[EXERCISE INSTRUCTIONS]: For this exercise, repeat all of the material verbatim apart from its images.

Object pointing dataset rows
• • • • • • •

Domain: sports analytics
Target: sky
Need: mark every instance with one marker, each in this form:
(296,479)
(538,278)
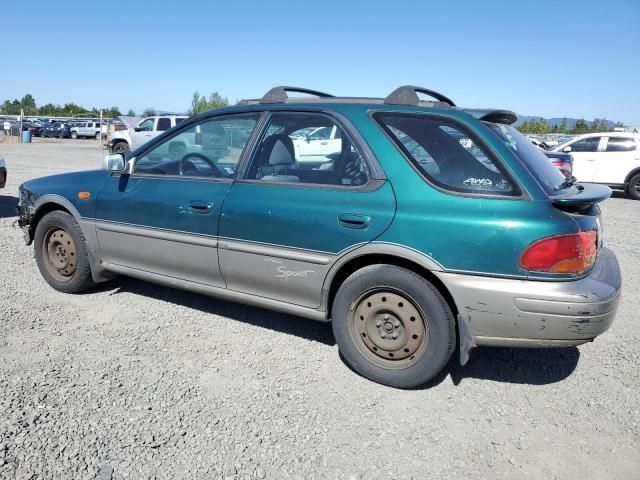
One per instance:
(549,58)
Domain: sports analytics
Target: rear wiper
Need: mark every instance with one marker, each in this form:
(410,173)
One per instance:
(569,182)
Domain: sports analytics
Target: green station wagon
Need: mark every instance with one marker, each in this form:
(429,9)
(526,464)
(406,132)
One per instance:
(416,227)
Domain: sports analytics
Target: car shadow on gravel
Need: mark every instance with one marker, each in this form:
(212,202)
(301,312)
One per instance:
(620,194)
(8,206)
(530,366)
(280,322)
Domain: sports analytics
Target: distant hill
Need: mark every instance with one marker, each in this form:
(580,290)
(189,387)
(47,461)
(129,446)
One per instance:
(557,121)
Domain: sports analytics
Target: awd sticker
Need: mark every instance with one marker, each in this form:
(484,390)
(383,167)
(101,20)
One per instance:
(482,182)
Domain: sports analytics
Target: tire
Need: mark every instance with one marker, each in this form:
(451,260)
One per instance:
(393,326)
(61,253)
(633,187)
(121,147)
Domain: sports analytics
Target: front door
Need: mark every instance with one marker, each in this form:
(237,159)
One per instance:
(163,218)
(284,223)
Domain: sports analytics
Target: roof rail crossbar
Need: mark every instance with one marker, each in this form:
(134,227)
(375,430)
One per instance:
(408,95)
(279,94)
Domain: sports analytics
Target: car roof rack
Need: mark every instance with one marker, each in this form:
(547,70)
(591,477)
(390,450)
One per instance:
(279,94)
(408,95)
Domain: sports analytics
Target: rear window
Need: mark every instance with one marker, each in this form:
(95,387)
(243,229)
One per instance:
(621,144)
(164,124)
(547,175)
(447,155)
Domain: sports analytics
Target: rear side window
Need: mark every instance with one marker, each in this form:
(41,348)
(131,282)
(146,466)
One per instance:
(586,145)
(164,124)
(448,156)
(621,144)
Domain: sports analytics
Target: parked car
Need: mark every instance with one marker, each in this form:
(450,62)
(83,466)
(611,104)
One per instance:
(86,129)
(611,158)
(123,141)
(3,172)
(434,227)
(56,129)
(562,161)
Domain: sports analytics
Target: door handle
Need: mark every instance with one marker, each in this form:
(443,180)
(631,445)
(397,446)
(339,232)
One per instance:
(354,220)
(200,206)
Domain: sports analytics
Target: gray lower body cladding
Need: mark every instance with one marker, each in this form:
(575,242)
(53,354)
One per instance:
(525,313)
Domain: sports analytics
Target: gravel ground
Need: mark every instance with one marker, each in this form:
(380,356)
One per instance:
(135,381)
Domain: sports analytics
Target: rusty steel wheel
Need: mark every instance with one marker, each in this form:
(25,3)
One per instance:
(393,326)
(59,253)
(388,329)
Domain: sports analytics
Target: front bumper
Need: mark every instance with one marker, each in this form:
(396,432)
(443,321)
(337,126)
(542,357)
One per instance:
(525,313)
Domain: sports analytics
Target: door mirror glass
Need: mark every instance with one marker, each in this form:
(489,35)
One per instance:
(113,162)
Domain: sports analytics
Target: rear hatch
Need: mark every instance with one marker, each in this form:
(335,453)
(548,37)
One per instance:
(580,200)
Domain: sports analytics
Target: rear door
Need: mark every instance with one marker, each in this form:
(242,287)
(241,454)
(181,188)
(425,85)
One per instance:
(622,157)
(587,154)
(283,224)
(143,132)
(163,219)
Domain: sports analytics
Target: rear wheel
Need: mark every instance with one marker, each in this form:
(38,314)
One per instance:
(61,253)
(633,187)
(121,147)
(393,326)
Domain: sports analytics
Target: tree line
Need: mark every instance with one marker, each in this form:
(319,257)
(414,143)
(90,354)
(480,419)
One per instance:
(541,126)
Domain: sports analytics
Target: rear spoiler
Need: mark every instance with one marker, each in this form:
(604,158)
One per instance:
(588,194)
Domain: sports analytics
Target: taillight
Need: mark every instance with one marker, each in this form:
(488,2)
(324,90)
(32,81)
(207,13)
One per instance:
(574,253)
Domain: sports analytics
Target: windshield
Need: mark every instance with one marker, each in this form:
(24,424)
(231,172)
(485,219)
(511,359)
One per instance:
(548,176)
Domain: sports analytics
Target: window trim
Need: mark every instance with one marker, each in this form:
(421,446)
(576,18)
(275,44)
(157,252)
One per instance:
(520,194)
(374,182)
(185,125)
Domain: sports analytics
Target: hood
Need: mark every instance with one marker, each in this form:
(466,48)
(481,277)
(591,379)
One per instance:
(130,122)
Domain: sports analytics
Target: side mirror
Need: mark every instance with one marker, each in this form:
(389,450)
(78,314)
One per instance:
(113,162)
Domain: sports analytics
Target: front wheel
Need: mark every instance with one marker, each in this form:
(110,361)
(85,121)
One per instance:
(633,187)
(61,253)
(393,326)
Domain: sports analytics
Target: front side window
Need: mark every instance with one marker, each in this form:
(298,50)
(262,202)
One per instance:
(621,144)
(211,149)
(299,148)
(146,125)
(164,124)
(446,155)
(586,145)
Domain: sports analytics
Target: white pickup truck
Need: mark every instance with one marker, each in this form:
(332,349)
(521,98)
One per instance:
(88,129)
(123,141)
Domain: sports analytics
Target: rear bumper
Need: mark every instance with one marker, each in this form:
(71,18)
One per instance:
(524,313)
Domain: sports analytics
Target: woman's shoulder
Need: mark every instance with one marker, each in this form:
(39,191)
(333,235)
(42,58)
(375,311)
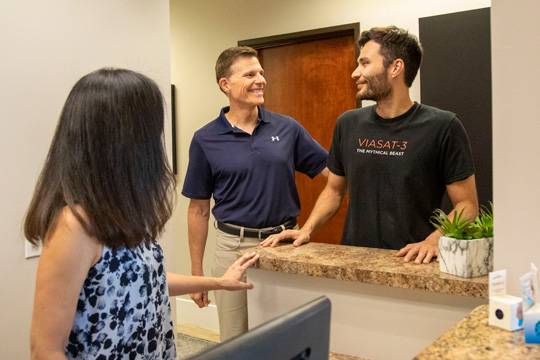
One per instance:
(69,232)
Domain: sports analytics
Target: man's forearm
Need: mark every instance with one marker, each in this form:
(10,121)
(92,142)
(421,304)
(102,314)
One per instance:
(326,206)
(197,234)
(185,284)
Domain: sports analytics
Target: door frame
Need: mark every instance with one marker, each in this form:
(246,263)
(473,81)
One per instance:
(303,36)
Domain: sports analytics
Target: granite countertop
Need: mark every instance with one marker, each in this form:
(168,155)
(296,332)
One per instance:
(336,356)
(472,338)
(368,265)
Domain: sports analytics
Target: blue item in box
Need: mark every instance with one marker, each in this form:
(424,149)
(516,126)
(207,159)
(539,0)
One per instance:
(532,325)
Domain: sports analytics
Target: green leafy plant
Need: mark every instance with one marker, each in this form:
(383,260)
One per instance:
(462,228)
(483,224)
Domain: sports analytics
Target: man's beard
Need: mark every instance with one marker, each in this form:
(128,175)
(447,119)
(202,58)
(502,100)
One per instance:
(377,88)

• • • • • • •

[COMPLETED EXERCISE]:
Domain: sports analytics
Target: sky
Need: mark every instance with one marker, each in this form:
(296,479)
(538,278)
One per instance:
(549,58)
Domain: sports analytics
Target: rear wiper
Need: mark every instance with one marker, each in this form:
(410,173)
One per instance:
(569,182)
Domain: sports analytics
Target: green station wagon
Need: mark every instance with one marker, each in this form:
(429,9)
(526,464)
(406,132)
One per instance:
(416,227)
Domain: sports analytics
Target: car shadow on gravel
Need: mark every instance with one marker, each in this form:
(212,202)
(301,312)
One per instance:
(620,194)
(8,206)
(530,366)
(280,322)
Domain: sports analytics
Target: distant hill
Need: mark every instance with one marker, each in this form:
(580,290)
(189,387)
(47,461)
(129,446)
One per instance:
(557,121)
Domain: sports analytics
Target: awd sticker
Need: mark every instance with one marker, each in this form:
(484,390)
(383,167)
(101,20)
One per instance:
(482,182)
Domain: sports analytics
Target: tire
Need: mark every instance with one marker, each in this form:
(451,260)
One per instance:
(393,326)
(61,253)
(633,187)
(121,147)
Domain: sports analytics
Target: front door
Need: mark every instance with one marker, each in this form:
(237,159)
One per instance:
(163,218)
(284,223)
Domain: sports analytics
Target: roof rail crossbar
Need: mark every instance with one marker, each in this form:
(134,227)
(375,430)
One per instance:
(408,95)
(279,94)
Domain: sports analytics
Target: car roof rack
Need: mark every instance with one marker, each in this form:
(547,70)
(591,477)
(390,450)
One per instance:
(279,94)
(408,95)
Domain: sports analytics
Target: rear window
Need: mark every instance with one marker, each in this form:
(95,387)
(243,229)
One per instance:
(621,144)
(164,124)
(547,175)
(447,155)
Domain: sports analytics
Target: rear side window
Need: mark every instance with one marker, each in this form:
(41,348)
(131,282)
(146,466)
One per instance:
(586,145)
(164,124)
(448,156)
(621,144)
Domain: sports analytics
Target: parked car
Need: mark every instance with one marker, each in this form:
(450,62)
(83,466)
(611,104)
One per instance:
(86,129)
(611,158)
(123,141)
(3,172)
(434,227)
(56,129)
(562,161)
Domain: sports analytics
Target: door handle
Need: mark every instance with one marker, each in this form:
(443,180)
(631,445)
(397,446)
(339,232)
One per instance:
(354,220)
(200,206)
Domain: sports analytics
Target: gray lower body cladding
Need: mark every instance with one marker, each in this form:
(575,242)
(53,354)
One per instance:
(525,313)
Domain: sports analytics
Target: gravel ground
Need: mark every instance with one marker, each in this form:
(380,356)
One per instance:
(135,381)
Domain: sports analytics
Target: rusty steel wheel
Need: mark every instance with one marker, each in this form:
(25,3)
One per instance:
(393,326)
(59,253)
(388,329)
Domain: sports analytics
Target: front bumper
Need: mark every instance with one marker, each in this form:
(396,432)
(443,321)
(337,126)
(542,357)
One per instance:
(525,313)
Domain: sports analytics
Target: door mirror glass
Need: mark every instance with one marker, each in this form:
(489,35)
One per instance:
(113,162)
Domain: sports analytics
Target: rear hatch
Need: mark every instance with one marker, each in this form:
(335,453)
(548,37)
One per instance:
(580,200)
Domain: sports analytics
Target: rear door
Need: mark every instance with one marker, each in this form:
(242,287)
(241,454)
(181,188)
(425,85)
One per instance:
(622,157)
(587,154)
(283,224)
(143,132)
(163,219)
Domain: sports analytics
Target: rear wheel
Need: mark every instance with one marker, each in this form:
(38,314)
One per instance:
(61,253)
(633,187)
(121,147)
(393,326)
Domain: sports analytics
Target: tree line
Need: mark every instance with one marker, each in this form:
(319,257)
(414,143)
(90,354)
(480,419)
One per instance:
(541,126)
Domain: sports analytics
Target: rear spoiler
Need: mark every instance with one marker, each in this form:
(604,158)
One per instance:
(588,194)
Domain: sports analytics
Target: taillight
Need: mark every instance with one marker, each in this form:
(488,2)
(324,90)
(32,81)
(207,13)
One per instance:
(574,253)
Domain: sports analytics
Target: windshield
Need: mark every instance with one marker, each in this form:
(24,424)
(231,172)
(485,219)
(511,359)
One per instance:
(548,176)
Domain: sports analytics
Target: window trim
Need: mark every instance with one marker, each in this form:
(421,446)
(576,18)
(275,44)
(157,252)
One per instance:
(520,194)
(374,182)
(185,125)
Domain: sports analytics
Target: hood
Need: mark every instance with one marker, each in this form:
(466,48)
(481,277)
(591,379)
One per instance:
(130,122)
Domain: sports analytics
Target: side mirror
Need: mark every instance with one marker, each in this form:
(389,450)
(78,314)
One per instance:
(113,162)
Domain: sports analytics
Target: front wheel
Need: mark every instance with one marker, each in this form:
(110,361)
(85,121)
One per instance:
(633,187)
(61,253)
(393,326)
Domain: sports analytics
Target: front side window
Need: mark every instance with one marker, each in this form:
(298,50)
(262,202)
One per instance:
(621,144)
(211,149)
(299,148)
(146,125)
(164,124)
(446,155)
(586,145)
Domain: sports analytics
Target: white pickup truck
Need: mark every instance with one marker, each in this form:
(332,349)
(521,98)
One per instance:
(88,129)
(123,141)
Domain: sports analytics
Target: rear bumper
Need: mark every instance with one marker, each in this form:
(71,18)
One per instance:
(524,313)
Domain: sports analytics
Target: woman's shoulder
Need: mark every instance with one marker, each in this form:
(39,191)
(333,235)
(42,58)
(375,311)
One per instance:
(69,232)
Domain: sports analytics
Target: man's forearm
Need: mark every instance with one marker, each in this form:
(10,121)
(92,142)
(421,304)
(102,314)
One per instance:
(326,206)
(197,234)
(185,284)
Domain: sports analytics
Target: door frame
Need: mark every instance with one marker, each in this form:
(246,263)
(473,81)
One per instance:
(303,36)
Domain: sports analytics
Target: granite countertop
Need: mark every instance with one marker, each in this form:
(168,155)
(296,332)
One per instance:
(336,356)
(472,338)
(368,265)
Domain: sports analytics
Target: blue item in box
Need: mark every instance with one marker, each in this form:
(424,149)
(516,126)
(207,159)
(539,0)
One per instance:
(532,325)
Domain: sports analytics
Target: green leafy plant
Need: mark every instance with one marker, each in this form:
(383,260)
One per instance:
(462,228)
(483,224)
Domain: sports analytics
Target: man's beard
Need: mark every instance with one marker, each in this form:
(128,175)
(447,119)
(202,58)
(502,100)
One per instance:
(377,88)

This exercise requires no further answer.